Document extract Block Start
The Rangers had their top six of Ryan McDonagh, Dan Girardi, Marc Staal, Dan Boyle, Keith Yandle, and Kevin Klein entrenched. Raphael Diaz and Dylan McIlrath were neck and neck to become the team’s 7th defenseman, and Ryan Graves and Brady Skjei both flashed enough puck skill to become the top call-up options in case of injuries. As such, Bellemore only appeared in two games before being released and signing with the Providence Bruins of the AHL. Today, Bellemore is skating alongside former Rangers Wojtek Wolski, Magnus Hellberg, and Ethan Werek for HC Kunlun Red Star of the KHL.
Pre-2015: Johan Hedberg, Garnet Exelby, and Petr Nedved
Glen Sather opted against inviting any veterans to training camp in 2014, but New York’s former general manager brought in a familiar face from across the river before Alain Vigneault’s first season behind New York’s bench in 2013. After being bought out in the wake of New Jersey’s acquisition of Corey Schneider, the Rangers agreed to a professional tryout with The Moose, Johan Hedberg.
Martin Biron was attending to a personal matter at the onset of camp, but returned to the team before Hedberg appeared in a game for the Blueshirts. After being released from his tryout, Hedberg appeared in one game for New Jersey’s AHL affiliate in Albany before retiring. The Moose is still active in the NHL however, as he currently serves as a goaltending coach for the San Jose Sharks.
Document extract Block End
Supplied records Block Start
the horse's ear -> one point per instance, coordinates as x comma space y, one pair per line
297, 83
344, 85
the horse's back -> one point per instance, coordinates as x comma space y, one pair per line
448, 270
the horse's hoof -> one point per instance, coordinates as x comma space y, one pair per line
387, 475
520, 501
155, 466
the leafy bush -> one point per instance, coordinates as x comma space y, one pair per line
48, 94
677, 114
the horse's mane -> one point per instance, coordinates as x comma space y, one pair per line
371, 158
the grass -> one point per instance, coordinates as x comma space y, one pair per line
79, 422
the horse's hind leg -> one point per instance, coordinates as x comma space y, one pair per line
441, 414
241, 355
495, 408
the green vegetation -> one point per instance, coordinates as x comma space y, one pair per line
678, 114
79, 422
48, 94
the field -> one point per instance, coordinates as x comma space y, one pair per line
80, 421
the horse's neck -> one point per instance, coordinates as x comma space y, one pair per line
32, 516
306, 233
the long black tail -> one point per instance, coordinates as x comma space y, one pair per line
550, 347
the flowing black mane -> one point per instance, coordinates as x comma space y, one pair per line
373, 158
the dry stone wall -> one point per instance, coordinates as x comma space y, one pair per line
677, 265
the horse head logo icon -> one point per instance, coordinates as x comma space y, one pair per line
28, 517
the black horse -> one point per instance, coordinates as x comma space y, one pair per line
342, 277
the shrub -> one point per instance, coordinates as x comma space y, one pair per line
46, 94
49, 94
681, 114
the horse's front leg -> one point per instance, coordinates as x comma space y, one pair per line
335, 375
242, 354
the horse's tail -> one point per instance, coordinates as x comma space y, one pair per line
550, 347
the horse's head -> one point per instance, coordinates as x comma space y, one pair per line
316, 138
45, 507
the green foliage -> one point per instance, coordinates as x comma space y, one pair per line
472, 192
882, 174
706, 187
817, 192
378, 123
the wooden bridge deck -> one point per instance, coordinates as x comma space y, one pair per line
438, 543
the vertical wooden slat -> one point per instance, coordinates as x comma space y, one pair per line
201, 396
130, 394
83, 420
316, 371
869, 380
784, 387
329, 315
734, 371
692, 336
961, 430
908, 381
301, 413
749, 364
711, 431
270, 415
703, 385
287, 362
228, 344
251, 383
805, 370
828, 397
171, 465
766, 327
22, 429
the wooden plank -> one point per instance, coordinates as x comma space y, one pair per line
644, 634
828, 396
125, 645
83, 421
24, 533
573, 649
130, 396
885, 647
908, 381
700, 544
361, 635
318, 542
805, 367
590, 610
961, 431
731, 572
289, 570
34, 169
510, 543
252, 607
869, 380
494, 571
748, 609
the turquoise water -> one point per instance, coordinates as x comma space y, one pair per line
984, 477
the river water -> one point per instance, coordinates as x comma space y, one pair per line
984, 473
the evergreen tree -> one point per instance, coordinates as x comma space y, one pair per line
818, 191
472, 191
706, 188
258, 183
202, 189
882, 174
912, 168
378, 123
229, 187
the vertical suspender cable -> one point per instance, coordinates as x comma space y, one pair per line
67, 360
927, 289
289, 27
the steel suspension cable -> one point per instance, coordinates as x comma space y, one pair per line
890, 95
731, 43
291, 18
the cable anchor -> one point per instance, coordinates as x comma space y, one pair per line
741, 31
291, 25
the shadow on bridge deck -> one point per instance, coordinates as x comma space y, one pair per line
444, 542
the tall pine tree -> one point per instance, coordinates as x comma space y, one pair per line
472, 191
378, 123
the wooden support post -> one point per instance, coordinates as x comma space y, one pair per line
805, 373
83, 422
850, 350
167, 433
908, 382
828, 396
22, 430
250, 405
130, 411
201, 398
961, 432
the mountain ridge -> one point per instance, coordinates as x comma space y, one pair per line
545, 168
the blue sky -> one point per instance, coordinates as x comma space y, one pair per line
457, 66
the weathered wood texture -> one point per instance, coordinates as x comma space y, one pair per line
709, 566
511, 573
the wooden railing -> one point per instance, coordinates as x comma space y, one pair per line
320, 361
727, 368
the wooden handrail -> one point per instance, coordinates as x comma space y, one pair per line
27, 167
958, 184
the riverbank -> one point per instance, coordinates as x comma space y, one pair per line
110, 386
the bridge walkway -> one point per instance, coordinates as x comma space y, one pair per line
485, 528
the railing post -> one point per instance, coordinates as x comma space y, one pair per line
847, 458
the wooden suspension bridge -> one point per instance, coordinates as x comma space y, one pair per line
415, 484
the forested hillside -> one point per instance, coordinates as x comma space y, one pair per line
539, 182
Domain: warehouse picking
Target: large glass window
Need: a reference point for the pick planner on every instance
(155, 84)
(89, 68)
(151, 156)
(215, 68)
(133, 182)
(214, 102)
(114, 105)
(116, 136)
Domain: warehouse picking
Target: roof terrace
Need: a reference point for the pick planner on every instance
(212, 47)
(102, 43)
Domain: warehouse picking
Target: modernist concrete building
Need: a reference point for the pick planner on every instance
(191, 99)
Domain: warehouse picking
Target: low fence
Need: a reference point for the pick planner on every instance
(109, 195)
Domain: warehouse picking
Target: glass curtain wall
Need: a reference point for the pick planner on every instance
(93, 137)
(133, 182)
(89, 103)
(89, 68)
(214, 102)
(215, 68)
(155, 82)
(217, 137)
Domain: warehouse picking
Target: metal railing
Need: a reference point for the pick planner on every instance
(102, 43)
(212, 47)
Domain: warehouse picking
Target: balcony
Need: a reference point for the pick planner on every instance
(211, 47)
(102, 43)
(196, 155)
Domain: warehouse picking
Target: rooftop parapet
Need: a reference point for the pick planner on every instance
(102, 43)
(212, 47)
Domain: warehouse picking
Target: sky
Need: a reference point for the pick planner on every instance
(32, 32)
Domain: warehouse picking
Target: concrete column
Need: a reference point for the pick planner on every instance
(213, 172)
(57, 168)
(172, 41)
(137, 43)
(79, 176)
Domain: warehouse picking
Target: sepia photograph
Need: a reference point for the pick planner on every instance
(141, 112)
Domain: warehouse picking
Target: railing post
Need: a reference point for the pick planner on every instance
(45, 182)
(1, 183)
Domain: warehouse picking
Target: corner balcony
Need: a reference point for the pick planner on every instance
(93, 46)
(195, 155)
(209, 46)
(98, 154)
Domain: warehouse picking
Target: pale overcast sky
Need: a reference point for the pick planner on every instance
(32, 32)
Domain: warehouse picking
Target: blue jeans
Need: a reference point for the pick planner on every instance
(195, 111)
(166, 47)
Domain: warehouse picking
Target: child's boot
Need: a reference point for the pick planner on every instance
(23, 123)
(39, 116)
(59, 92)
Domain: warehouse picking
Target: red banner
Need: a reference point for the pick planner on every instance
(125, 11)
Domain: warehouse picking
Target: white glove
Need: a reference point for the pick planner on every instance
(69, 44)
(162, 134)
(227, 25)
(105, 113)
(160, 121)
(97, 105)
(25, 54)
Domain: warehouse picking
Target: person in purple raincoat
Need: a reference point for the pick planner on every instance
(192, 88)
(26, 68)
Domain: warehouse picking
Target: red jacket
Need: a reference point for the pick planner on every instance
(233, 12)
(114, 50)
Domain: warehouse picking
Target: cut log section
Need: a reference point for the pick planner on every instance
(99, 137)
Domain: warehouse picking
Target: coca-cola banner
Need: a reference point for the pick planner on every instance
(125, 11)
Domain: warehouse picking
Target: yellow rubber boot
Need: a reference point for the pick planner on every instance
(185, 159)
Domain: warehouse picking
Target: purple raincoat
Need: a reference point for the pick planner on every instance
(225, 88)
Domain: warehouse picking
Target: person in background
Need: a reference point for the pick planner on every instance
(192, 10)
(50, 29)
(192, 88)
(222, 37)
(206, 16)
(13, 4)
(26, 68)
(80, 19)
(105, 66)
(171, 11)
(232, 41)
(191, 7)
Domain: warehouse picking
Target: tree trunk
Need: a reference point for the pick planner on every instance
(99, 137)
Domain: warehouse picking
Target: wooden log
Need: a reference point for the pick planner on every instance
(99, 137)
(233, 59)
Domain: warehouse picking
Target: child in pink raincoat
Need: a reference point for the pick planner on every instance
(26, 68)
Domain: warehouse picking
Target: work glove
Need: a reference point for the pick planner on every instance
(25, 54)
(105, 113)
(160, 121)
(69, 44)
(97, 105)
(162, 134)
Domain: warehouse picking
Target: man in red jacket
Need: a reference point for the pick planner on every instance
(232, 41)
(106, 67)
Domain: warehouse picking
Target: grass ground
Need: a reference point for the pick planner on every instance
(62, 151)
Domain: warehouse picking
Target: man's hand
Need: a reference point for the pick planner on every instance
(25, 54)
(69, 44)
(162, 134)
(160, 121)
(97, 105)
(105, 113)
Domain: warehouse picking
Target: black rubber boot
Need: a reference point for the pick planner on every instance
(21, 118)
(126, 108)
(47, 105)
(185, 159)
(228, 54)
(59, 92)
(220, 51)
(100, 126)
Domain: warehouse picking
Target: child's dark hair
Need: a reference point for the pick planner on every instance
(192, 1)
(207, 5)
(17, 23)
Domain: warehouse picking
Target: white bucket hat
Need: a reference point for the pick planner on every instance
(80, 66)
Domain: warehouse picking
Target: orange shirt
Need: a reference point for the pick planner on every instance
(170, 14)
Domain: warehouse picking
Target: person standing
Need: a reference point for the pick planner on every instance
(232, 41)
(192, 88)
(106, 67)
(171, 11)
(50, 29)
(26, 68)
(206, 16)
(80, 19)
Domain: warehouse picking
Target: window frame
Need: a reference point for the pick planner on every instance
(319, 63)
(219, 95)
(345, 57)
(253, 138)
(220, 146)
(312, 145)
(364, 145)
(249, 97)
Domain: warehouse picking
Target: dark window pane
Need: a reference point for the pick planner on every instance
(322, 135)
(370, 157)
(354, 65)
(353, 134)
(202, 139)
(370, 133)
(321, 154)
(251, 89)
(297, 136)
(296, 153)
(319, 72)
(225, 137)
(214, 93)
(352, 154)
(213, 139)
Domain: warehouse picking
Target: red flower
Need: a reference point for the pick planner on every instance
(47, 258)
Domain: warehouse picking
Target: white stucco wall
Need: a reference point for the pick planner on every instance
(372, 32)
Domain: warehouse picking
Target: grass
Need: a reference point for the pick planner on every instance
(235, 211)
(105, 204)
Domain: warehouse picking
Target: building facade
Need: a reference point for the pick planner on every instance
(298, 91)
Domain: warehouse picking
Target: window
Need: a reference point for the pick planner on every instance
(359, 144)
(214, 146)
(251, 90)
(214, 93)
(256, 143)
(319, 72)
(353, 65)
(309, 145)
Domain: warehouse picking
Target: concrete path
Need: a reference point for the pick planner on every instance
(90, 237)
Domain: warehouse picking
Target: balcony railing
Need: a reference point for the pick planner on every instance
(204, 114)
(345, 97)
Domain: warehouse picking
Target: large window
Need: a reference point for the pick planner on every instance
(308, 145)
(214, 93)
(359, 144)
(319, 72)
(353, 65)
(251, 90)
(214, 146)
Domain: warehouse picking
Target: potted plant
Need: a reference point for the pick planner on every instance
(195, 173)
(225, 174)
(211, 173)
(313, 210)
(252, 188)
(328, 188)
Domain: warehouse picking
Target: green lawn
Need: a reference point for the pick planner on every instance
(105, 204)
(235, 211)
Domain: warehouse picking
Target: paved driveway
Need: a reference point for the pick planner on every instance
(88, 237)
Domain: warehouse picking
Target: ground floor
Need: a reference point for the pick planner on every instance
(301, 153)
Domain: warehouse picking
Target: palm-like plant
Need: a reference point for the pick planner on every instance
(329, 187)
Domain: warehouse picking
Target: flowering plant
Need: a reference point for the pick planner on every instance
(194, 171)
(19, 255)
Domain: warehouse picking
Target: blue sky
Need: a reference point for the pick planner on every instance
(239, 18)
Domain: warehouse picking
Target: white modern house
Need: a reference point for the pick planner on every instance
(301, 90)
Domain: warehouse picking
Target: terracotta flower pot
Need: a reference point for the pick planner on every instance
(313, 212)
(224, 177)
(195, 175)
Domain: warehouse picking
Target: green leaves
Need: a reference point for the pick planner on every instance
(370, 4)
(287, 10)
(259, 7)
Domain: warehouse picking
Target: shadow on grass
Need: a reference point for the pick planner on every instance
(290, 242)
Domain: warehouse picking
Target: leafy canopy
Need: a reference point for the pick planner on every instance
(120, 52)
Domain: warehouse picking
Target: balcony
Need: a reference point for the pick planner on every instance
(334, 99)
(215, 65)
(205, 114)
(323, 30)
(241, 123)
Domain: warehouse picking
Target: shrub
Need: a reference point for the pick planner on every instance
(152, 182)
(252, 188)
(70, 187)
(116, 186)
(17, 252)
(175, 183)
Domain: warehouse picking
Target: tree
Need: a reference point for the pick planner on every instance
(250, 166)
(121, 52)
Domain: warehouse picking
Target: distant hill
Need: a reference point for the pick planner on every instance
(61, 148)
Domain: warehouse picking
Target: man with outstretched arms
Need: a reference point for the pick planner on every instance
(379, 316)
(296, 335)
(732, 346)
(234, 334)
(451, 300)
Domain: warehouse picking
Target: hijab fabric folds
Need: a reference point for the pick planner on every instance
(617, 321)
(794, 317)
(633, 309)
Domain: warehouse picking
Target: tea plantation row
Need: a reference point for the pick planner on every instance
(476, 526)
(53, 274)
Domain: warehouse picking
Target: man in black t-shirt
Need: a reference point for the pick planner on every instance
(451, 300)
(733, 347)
Supplied records Block End
*Exercise tasks*
- a) Answer these questions about the Rangers excerpt:
(i) Which AHL team did Bellemore sign with after his release?
(ii) Whom did New Jersey acquire before Hedberg was bought out?
(iii) What role does Hedberg currently hold, and with which team?
- b) Please set down the part of the Rangers excerpt between "Pre-2015: Johan Hedberg, Garnet" and "Moose, Johan Hedberg.", inclusive.
- c) For each statement, say whether it agrees with the Rangers excerpt, and quote the words that decide it:
(i) Bellemore played two games for the Rangers before being released.
(ii) Glen Sather invited veterans to training camp in 2014.
(iii) Hedberg played one game in Albany before retiring.
Nothing in the rows is needed here.

*Answer section*
- a)
(i) The Providence Bruins
(ii) Corey Schneider
(iii) Goaltending coach for the San Jose Sharks

- b)
Pre-2015: Johan Hedberg, Garnet Exelby, and Petr Nedved
Glen Sather opted against inviting any veterans to training camp in 2014, but New York’s former general manager brought in a familiar face from across the river before Alain Vigneault’s first season behind New York’s bench in 2013. After being bought out in the wake of New Jersey’s acquisition of Corey Schneider, the Rangers agreed to a professional tryout with The Moose, Johan Hedberg.

- c)
(i) Yes: "Bellemore only appeared in two games before being released"
(ii) No: "Glen Sather opted against inviting any veterans to training camp in 2014"
(iii) Yes: "Hedberg appeared in one game for New Jersey’s AHL affiliate in Albany before retiring"